▶ **Your task**
In the records below, copy every line from the one containing "segment: mask ear loop" through the one containing "303 124 L 300", both included, and reproduce nothing else.
>> Begin Material
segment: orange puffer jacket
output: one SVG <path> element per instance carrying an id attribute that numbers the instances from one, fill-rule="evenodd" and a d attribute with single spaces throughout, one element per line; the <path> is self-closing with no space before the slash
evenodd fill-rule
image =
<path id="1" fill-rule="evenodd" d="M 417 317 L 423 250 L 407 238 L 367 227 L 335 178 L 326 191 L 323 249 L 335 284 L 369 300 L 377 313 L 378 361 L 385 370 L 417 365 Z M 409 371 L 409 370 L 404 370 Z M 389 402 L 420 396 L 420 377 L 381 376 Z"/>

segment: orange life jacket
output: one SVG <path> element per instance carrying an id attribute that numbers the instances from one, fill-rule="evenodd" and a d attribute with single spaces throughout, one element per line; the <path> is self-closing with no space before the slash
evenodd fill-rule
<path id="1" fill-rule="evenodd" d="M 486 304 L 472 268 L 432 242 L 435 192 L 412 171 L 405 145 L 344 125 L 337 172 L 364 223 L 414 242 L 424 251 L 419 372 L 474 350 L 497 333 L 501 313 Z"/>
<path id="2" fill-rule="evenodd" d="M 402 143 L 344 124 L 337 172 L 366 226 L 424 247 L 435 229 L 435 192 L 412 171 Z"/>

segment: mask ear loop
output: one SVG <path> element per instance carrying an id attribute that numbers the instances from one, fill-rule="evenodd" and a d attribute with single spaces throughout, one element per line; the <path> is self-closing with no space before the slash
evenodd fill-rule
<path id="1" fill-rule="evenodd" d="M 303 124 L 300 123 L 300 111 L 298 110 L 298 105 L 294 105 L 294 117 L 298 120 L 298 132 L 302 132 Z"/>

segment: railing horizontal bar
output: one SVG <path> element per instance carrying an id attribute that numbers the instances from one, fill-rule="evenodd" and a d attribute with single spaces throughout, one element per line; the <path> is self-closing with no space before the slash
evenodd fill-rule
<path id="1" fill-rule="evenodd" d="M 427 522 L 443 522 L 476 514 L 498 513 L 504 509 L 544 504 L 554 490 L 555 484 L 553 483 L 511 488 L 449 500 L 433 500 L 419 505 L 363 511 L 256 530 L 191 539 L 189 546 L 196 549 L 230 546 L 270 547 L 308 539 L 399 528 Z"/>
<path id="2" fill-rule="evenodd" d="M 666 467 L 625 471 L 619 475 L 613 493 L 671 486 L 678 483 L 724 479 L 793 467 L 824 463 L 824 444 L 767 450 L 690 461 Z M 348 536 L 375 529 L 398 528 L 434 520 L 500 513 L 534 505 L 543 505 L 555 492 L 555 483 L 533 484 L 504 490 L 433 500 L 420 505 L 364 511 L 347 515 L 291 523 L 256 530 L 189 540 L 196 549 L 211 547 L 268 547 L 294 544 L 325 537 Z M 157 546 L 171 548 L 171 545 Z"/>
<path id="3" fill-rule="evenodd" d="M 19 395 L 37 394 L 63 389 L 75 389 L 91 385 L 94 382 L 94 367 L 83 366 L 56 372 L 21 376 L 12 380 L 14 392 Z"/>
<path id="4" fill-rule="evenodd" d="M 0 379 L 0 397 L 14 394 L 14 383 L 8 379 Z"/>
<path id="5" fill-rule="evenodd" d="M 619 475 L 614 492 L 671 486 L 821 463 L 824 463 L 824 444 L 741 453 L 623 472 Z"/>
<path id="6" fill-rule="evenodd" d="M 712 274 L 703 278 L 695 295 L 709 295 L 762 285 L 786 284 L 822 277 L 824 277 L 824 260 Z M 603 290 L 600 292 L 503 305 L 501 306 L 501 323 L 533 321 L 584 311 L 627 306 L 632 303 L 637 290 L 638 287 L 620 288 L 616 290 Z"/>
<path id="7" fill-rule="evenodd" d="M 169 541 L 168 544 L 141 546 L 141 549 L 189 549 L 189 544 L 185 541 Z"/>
>> End Material
▶ **Written response**
segment: mask ear loop
output: one SVG <path> element per instance carrying an id attribute that numbers the instances from one, fill-rule="evenodd" and a d attribute with single spaces throughout, one element per line; the <path> is self-closing with no space before the slash
evenodd fill-rule
<path id="1" fill-rule="evenodd" d="M 303 124 L 300 123 L 300 111 L 298 110 L 298 105 L 294 105 L 294 117 L 298 120 L 298 132 L 302 132 Z"/>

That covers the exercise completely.